Document excerpt:
+===+
25 Killed As Guatemala’s Fuego Volcano Erupts
  • PublishedJune 4, 2018

Authorities in Guatemalan have revealed that a volcanic eruption has killed at least 25 people.  At least 25 people were killed when a volcano erupted in Guatemala, sending lava flowing into villages, and leaving homes and roads blanketed with ash.

The Volcan de Fuego, or “volcano of fire,” exploded in a hail of ash and molten rock on Sunday. The blast cut off rural residents. Rescuers have struggled to reach them.

Authorities fear the death toll could rise further because many people are unaccounted for. President Jimmy Morales has announced three days of mourning.

Volcan de Fuego (Volcano of fire) — one of the most active volcanoes in Central America — is located about 27 miles from Guatemala City.

The death toll rose late Sunday after 18 bodies were found in the community of San Miguel Los Lotes, disaster agency spokesman David de Leon said. Seven people were initially confirmed dead after the volcano erupted soon after noon local time Sunday. At least 20 people were injured.

National Disaster Management Agency chief Sergio Cabañas told local radio that a lava stream changed course to head toward the village of El Rodeo, the BBC reported.

“Unfortunately El Rodeo was buried and we haven’t been able to reach the La Libertad village because of the lava and maybe there are people that died there too,” he said.
+===+
Task input:
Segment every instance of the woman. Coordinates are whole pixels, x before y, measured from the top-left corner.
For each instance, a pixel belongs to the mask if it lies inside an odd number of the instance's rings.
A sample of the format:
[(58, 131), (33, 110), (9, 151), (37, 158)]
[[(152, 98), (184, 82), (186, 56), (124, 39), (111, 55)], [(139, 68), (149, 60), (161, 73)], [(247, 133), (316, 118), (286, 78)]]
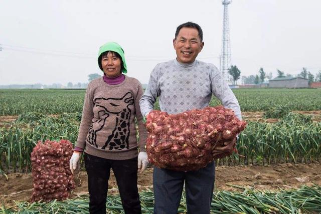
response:
[[(101, 46), (98, 62), (104, 75), (89, 83), (87, 88), (70, 169), (73, 173), (84, 150), (90, 213), (106, 213), (110, 168), (125, 212), (141, 213), (137, 165), (142, 172), (148, 163), (145, 149), (147, 132), (139, 104), (142, 87), (136, 79), (122, 74), (127, 73), (127, 66), (124, 51), (117, 43)], [(139, 145), (135, 118), (138, 124)]]

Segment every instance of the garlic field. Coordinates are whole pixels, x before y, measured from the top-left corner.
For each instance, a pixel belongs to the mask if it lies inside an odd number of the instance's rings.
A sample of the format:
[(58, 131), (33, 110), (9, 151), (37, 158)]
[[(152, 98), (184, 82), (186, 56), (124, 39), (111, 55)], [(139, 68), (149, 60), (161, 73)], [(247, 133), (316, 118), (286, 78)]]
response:
[[(88, 213), (84, 171), (76, 176), (76, 187), (69, 200), (28, 202), (33, 188), (33, 148), (39, 140), (46, 139), (75, 142), (85, 91), (0, 90), (0, 213)], [(233, 92), (248, 124), (239, 136), (239, 155), (216, 162), (212, 211), (321, 212), (321, 90)], [(220, 104), (213, 98), (210, 106)], [(155, 108), (158, 106), (156, 103)], [(144, 213), (152, 210), (152, 172), (150, 168), (138, 175)], [(112, 176), (109, 186), (108, 211), (123, 213)], [(183, 197), (180, 211), (186, 211)]]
+===+
Exercises to complete:
A. Count the lines in the rows that contain the word "whole", and give only that number.
B. Extend the article on the Fuego volcano eruption, picking up right after its final sentence.
The news article and the rows are unrelated material.

Answer set:
A. 2

B.
More than 3,000 people evacuated nearby communities, and the eruption was affecting an area with a population of about 1.7 million people. Shelters were opened for those forced to flee.

Hundreds of rescue workers were helping survivors and recovering bodies from the lava, while some areas were inaccessible as roads were cut off by the flow. Some firefighters were pictured weeping as they left the scene of the destruction.

Videos showed a fast-moving flow destroying a bridge on a highway between Sacatepequez and Escuintla, and barefoot residents covered in muddy residue.

“Not everyone was able to get out. I think they ended up buried,” Consuelo Hernandez, an El Rodeo resident, told the Diario de Centroamerica newspaper.

“Where we saw the lava fall, we ran to a hillside” to escape, she said.